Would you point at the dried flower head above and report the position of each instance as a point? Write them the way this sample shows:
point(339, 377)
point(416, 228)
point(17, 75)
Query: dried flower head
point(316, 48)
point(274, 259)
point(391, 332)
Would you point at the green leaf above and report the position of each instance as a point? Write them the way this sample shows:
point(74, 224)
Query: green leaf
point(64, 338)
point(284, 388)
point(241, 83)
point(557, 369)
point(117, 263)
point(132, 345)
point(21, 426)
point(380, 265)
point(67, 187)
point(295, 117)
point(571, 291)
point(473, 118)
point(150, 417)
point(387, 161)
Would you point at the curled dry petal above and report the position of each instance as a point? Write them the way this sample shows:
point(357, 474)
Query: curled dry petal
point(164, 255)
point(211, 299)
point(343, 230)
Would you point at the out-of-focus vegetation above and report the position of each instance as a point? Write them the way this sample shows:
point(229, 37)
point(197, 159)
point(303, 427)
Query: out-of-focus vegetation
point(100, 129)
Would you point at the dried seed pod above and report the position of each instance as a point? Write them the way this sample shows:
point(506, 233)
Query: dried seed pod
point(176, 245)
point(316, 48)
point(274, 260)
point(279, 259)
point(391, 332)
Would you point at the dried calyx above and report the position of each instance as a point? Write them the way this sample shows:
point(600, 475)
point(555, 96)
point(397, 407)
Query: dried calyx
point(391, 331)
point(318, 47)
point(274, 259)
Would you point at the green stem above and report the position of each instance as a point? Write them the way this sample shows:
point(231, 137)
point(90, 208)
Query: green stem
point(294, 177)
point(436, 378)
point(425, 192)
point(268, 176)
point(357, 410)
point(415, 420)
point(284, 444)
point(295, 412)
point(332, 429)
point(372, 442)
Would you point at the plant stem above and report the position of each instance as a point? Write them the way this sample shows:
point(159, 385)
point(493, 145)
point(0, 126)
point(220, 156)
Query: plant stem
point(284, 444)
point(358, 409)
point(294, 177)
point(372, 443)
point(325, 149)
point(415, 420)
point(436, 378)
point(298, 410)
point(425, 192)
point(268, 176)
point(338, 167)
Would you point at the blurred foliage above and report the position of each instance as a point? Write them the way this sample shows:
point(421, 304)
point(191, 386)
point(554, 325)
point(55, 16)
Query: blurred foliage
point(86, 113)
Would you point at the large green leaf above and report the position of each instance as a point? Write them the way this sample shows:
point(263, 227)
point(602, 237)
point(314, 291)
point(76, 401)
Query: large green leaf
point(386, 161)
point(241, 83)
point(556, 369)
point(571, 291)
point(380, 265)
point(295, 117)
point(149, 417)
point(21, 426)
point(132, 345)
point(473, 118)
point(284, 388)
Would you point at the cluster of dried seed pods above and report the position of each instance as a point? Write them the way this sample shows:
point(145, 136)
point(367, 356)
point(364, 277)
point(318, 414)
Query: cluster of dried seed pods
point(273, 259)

:::::

◆ **Required work**:
Rewrite all of the rows above with every "sample" changed to "example" and everything else left the same.

◆ **The answer**:
Would you point at the dried flower head above and report the position of each instance as a point? Write them the way this example shows:
point(339, 377)
point(416, 228)
point(17, 75)
Query: dried flower head
point(316, 48)
point(274, 259)
point(391, 332)
Would you point at the green leaf above and report the position of each instance as a point? Write them the way this example shows:
point(74, 224)
Query: green leaf
point(64, 338)
point(284, 388)
point(241, 83)
point(557, 369)
point(117, 263)
point(132, 345)
point(21, 426)
point(380, 265)
point(67, 187)
point(295, 117)
point(571, 291)
point(473, 118)
point(150, 417)
point(387, 161)
Would you point at the curled dry petal above and report the position of each instance as a point? Write them the way this example shows:
point(357, 474)
Query: curled dry petal
point(164, 255)
point(211, 299)
point(343, 230)
Would you point at the out-of-focus vegetation above and report the position of each instance as a point? Write them the way this example shows:
point(229, 37)
point(197, 159)
point(303, 427)
Query: out-of-focus vegetation
point(100, 129)
Would you point at the dried seed pod above and report the position of each instance as a point? Write them the way this example shows:
point(506, 233)
Query: dried seed pod
point(176, 245)
point(316, 48)
point(274, 260)
point(279, 259)
point(391, 332)
Would you point at the dried calyx above and report the position of each instance as a point? Write them the way this example shows:
point(600, 475)
point(555, 96)
point(397, 407)
Query: dried calyx
point(391, 331)
point(318, 47)
point(274, 259)
Would you point at the green stem above and report the position of each instance as a point? Write them the way this example shows:
point(231, 137)
point(90, 208)
Query: green stem
point(294, 177)
point(436, 378)
point(425, 192)
point(268, 176)
point(357, 410)
point(415, 420)
point(284, 444)
point(295, 412)
point(332, 429)
point(372, 442)
Would you point at the plant stem above and report the position of each instance as a point? Write them the way this example shows:
point(159, 385)
point(493, 145)
point(0, 126)
point(220, 156)
Query: plant stem
point(284, 444)
point(358, 409)
point(294, 177)
point(372, 443)
point(325, 149)
point(415, 420)
point(436, 378)
point(298, 410)
point(425, 192)
point(268, 176)
point(338, 167)
Would you point at the blurred foliage above and report the position of each instance as a point? Write them the way this example shows:
point(421, 304)
point(191, 386)
point(554, 325)
point(55, 16)
Query: blurred foliage
point(86, 113)
Would you point at the large green leaf above and report the position of each instance as a point? Write them the way this example shows:
point(263, 227)
point(602, 237)
point(314, 291)
point(76, 401)
Query: large green leaf
point(386, 161)
point(241, 83)
point(556, 369)
point(571, 291)
point(380, 265)
point(295, 117)
point(149, 417)
point(21, 426)
point(132, 345)
point(473, 118)
point(284, 388)
Would you point at the cluster of dried seed pods above and report the position of each instance as a point? Write them the way this example shows:
point(145, 136)
point(367, 356)
point(364, 277)
point(318, 414)
Query: cluster of dried seed pods
point(273, 259)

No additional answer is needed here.